**Required task:** Reproduce verbatim the lines of the records below from the line with "Every instance of the woman in black dress" to the line with "[[807, 94], [840, 69]]", both included, and output nothing else.

**Provided material:**
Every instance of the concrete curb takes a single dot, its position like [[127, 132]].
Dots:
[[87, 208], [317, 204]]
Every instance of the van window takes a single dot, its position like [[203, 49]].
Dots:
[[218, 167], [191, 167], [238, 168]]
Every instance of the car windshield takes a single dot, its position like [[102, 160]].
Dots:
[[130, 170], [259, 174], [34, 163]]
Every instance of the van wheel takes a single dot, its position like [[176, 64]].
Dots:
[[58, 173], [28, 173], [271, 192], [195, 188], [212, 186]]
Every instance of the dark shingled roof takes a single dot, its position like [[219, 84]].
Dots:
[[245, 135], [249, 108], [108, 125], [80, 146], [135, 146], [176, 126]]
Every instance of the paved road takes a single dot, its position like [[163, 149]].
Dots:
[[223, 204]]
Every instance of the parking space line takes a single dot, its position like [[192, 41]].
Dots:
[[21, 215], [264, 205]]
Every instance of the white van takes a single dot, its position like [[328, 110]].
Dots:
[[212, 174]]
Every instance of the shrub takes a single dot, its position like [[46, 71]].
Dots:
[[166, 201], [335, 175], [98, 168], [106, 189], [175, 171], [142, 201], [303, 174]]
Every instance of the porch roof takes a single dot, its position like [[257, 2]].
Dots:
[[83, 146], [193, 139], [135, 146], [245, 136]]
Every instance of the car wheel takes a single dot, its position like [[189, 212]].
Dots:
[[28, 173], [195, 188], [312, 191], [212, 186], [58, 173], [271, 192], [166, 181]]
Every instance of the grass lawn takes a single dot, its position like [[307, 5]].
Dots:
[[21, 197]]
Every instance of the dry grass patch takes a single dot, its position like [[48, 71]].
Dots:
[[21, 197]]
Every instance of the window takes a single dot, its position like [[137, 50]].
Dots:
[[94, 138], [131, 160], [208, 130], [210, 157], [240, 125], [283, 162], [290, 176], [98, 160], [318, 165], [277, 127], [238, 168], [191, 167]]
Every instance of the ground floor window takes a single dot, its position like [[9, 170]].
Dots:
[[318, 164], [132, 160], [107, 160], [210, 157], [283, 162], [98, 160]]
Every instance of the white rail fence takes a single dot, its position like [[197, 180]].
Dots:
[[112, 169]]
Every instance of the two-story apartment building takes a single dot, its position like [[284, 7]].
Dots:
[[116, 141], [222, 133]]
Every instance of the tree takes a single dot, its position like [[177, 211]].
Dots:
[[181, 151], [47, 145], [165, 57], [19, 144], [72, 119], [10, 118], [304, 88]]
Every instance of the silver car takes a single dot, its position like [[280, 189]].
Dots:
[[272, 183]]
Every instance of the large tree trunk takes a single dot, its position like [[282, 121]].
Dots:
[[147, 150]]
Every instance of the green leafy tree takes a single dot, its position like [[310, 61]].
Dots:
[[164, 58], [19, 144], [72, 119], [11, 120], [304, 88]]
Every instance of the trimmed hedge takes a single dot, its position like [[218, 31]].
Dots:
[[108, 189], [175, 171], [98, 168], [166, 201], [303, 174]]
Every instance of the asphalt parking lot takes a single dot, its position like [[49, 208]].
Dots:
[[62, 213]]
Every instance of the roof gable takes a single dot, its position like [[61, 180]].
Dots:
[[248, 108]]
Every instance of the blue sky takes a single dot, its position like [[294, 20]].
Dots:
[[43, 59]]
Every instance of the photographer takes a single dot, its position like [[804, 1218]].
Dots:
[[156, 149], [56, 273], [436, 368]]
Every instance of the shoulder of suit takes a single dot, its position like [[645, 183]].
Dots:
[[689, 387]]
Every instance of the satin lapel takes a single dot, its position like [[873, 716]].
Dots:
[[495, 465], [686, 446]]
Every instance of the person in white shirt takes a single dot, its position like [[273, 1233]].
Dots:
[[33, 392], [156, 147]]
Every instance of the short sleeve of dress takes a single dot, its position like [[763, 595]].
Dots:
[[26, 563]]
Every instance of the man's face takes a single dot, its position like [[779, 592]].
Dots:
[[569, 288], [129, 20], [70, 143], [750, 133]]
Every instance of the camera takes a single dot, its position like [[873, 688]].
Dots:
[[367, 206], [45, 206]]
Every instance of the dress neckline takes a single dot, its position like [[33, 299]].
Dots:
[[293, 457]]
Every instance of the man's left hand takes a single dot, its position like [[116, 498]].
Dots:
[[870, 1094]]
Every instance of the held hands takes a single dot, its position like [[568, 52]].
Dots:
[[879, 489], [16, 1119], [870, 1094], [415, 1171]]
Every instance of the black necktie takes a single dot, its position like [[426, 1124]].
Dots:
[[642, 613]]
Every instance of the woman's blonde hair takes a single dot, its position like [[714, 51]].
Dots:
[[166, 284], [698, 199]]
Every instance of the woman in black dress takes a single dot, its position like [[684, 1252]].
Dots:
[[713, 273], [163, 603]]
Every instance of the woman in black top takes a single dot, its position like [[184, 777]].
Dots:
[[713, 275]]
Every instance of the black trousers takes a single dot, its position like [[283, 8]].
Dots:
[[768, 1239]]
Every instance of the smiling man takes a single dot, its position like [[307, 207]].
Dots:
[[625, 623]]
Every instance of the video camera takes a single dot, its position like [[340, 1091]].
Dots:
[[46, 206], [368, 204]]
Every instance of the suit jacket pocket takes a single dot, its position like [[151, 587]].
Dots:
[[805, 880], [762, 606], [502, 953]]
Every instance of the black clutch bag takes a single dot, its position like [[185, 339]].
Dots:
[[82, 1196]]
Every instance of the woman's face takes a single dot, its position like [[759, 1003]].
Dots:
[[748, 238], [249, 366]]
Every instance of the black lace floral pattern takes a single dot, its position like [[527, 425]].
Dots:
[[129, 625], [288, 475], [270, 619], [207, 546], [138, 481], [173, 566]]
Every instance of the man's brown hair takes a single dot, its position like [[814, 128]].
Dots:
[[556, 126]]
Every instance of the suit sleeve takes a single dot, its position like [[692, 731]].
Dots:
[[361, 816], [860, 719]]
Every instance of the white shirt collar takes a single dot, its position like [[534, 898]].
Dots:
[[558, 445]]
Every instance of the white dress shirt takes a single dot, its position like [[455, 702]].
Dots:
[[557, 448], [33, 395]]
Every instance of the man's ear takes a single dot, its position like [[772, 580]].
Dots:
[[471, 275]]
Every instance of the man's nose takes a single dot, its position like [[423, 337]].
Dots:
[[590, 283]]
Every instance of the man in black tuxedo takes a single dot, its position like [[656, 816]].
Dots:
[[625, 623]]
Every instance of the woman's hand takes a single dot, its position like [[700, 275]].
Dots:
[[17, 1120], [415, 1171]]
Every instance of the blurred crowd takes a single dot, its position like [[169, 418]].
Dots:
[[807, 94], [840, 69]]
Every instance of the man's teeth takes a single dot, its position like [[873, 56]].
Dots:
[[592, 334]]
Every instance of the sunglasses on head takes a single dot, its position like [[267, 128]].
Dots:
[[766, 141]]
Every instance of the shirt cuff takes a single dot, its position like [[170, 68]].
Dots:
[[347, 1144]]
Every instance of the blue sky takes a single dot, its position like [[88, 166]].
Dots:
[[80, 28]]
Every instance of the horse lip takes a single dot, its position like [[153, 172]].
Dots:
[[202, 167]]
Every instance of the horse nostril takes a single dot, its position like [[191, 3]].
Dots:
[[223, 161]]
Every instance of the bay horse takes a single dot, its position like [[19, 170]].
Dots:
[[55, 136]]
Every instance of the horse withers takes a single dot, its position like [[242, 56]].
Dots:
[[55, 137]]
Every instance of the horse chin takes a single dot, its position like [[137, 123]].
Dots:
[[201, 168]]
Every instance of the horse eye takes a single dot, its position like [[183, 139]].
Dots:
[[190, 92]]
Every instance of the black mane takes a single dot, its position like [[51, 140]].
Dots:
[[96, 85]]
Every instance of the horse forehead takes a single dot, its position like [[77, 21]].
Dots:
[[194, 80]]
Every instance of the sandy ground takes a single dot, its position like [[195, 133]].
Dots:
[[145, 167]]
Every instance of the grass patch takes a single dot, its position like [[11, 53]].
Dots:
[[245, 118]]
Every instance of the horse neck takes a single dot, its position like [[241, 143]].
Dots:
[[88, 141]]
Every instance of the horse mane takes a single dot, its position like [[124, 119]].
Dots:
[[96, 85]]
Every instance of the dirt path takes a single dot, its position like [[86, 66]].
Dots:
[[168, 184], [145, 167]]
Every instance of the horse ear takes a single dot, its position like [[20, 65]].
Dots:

**Solved exercise:**
Every instance of the woman in black dress takes a single dot, its position like [[684, 1252]].
Dots:
[[713, 273], [163, 603]]
Every instance of the woman in black top takes a single dot, its position like [[184, 777]].
Dots:
[[713, 275]]
Every instance of the black trousers takes a single dot, its position like [[283, 8]].
Dots:
[[768, 1239]]
Every instance of the smiling man takes a single dot, its position like [[307, 207]].
Dots:
[[625, 623]]
Every instance of the video camera takes a single dot, its position like [[340, 1091]].
Dots:
[[46, 206], [368, 204]]
Every instance of the suit jacket pocket takes a single dot, its position like [[151, 587]].
Dots:
[[805, 880], [762, 606], [502, 953]]
Every instance of the black clutch bag takes a single dot, its position like [[185, 339]].
Dots:
[[82, 1196]]
Every instance of the woman's face takes a single dot, its position like [[759, 1003]].
Dots:
[[748, 238], [249, 366]]
Every instance of the black lace floral pattern takes a single dot, its position like [[527, 425]].
Dots:
[[129, 625], [288, 475], [270, 619], [207, 546], [138, 481], [173, 566]]
Every instance of the man's brown hair takes a single dot, its position like [[814, 128]].
Dots:
[[556, 126]]
Every instance of the suit sleeve takes a single dot, its position like [[692, 731]].
Dots:
[[361, 816], [860, 719]]
Every instance of the white shirt collar takes a single dot, its position like [[534, 898]].
Dots:
[[558, 445]]
Every instance of the white dress shirt takes a single dot, its position like [[455, 702]].
Dots:
[[557, 448], [33, 395]]
Every instance of the man's ear takes a single dot, its position like [[772, 580]].
Dots:
[[471, 275]]
Every instance of the man's nose takes a single dot, its position like [[423, 337]].
Dots:
[[590, 283]]
Every instance of the man in black tuxedo takes a single dot, its position like [[656, 816]].
Dots:
[[625, 623]]
Every instance of the woman's hand takes a single dot, its position like [[700, 275]].
Dots:
[[17, 1120], [415, 1171]]
Every instance of the blurred crowd takes a single dot, its position like [[169, 418]].
Dots:
[[807, 94], [840, 69]]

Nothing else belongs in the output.